§ **STATED GOAL**: Render every line of the material below as a Markdown table with two columns, "Row" for a running number and "Line" for the line itself. Leave out any blank lines.

Named object pointing entries:

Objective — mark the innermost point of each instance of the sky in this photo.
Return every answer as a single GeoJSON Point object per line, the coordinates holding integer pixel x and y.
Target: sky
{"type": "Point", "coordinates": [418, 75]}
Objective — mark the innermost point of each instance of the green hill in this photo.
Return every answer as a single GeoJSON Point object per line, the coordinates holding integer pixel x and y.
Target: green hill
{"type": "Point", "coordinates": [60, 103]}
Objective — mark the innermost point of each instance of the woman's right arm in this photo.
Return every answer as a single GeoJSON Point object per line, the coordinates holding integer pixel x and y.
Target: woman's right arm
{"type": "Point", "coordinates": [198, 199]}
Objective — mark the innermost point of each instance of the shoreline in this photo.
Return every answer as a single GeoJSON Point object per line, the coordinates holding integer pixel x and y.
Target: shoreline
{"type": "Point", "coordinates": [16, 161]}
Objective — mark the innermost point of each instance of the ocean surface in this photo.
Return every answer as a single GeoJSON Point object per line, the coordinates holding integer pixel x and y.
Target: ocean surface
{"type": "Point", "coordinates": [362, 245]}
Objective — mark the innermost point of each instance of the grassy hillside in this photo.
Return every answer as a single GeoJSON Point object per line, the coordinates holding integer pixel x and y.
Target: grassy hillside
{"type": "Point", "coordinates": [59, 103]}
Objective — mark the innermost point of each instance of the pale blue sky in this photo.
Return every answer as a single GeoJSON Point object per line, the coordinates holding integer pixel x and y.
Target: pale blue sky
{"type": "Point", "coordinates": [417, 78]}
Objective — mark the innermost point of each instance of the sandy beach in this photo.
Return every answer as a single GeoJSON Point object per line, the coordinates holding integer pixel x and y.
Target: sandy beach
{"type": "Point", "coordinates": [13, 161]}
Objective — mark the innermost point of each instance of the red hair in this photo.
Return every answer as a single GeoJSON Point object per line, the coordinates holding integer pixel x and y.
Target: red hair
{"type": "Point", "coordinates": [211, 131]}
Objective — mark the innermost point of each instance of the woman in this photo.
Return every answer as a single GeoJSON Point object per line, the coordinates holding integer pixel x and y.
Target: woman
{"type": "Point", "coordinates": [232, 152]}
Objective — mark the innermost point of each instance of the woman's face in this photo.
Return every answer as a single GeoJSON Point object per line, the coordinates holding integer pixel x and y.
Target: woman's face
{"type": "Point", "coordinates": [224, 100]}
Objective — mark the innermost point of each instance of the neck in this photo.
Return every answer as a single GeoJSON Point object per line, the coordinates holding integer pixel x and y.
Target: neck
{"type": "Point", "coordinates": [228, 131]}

§ **RESPONSE TO THE TASK**:
| Row | Line |
|---|---|
| 1 | Objective — mark the innermost point of each instance of the sky in this photo. |
| 2 | Return every answer as a single GeoJSON Point object per line, the coordinates holding integer pixel x and y. |
| 3 | Target: sky |
| 4 | {"type": "Point", "coordinates": [418, 75]} |
| 5 | Objective — mark the innermost point of each instance of the green hill in this photo. |
| 6 | Return every answer as a single GeoJSON Point object per line, the coordinates holding integer pixel x and y. |
| 7 | Target: green hill |
| 8 | {"type": "Point", "coordinates": [60, 103]} |
| 9 | Objective — mark the innermost point of each instance of the woman's right arm in this photo. |
| 10 | Return every answer as a single GeoJSON Point object per line, the coordinates holding integer pixel x and y. |
| 11 | Target: woman's right arm |
| 12 | {"type": "Point", "coordinates": [198, 199]} |
| 13 | Objective — mark the innermost point of each instance of the shoreline in this photo. |
| 14 | Return every answer as a single GeoJSON Point object per line, the coordinates holding integer pixel x and y. |
| 15 | Target: shoreline |
| 16 | {"type": "Point", "coordinates": [16, 161]} |
| 17 | Objective — mark the innermost point of each instance of the ocean surface in this photo. |
| 18 | Return every answer as a single GeoJSON Point object per line, the coordinates holding integer pixel x and y. |
| 19 | Target: ocean surface |
| 20 | {"type": "Point", "coordinates": [362, 245]} |
| 21 | Objective — mark the innermost point of each instance of the grassy hillside in this photo. |
| 22 | Return every answer as a single GeoJSON Point object per line, the coordinates holding integer pixel x and y. |
| 23 | Target: grassy hillside |
| 24 | {"type": "Point", "coordinates": [59, 103]} |
| 25 | Objective — mark the innermost point of each instance of the pale blue sky in this photo. |
| 26 | Return every answer as a single GeoJSON Point object per line, the coordinates holding integer pixel x and y. |
| 27 | Target: pale blue sky |
| 28 | {"type": "Point", "coordinates": [417, 78]} |
| 29 | Objective — mark the innermost point of each instance of the sandy beach in this photo. |
| 30 | Return every answer as a single GeoJSON Point object per line, the coordinates holding integer pixel x and y. |
| 31 | Target: sandy beach |
| 32 | {"type": "Point", "coordinates": [13, 161]} |
| 33 | Objective — mark the innermost point of each instance of the red hair in this photo. |
| 34 | Return every answer as a single GeoJSON Point object per line, the coordinates holding integer pixel x and y. |
| 35 | Target: red hair |
| 36 | {"type": "Point", "coordinates": [211, 131]} |
| 37 | Objective — mark the innermost point of each instance of the woman in this photo. |
| 38 | Return every answer as a single GeoJSON Point object per line, the coordinates holding integer pixel x and y. |
| 39 | Target: woman |
| 40 | {"type": "Point", "coordinates": [232, 152]} |
| 41 | Objective — mark the innermost point of each instance of the woman's face in this photo. |
| 42 | Return every answer as a single GeoJSON Point object per line, the coordinates holding integer pixel x and y. |
| 43 | Target: woman's face |
| 44 | {"type": "Point", "coordinates": [224, 100]} |
| 45 | Objective — mark the innermost point of each instance of the neck in this photo. |
| 46 | Return every answer as a single GeoJSON Point object per line, the coordinates holding integer pixel x and y. |
| 47 | Target: neck |
| 48 | {"type": "Point", "coordinates": [228, 131]} |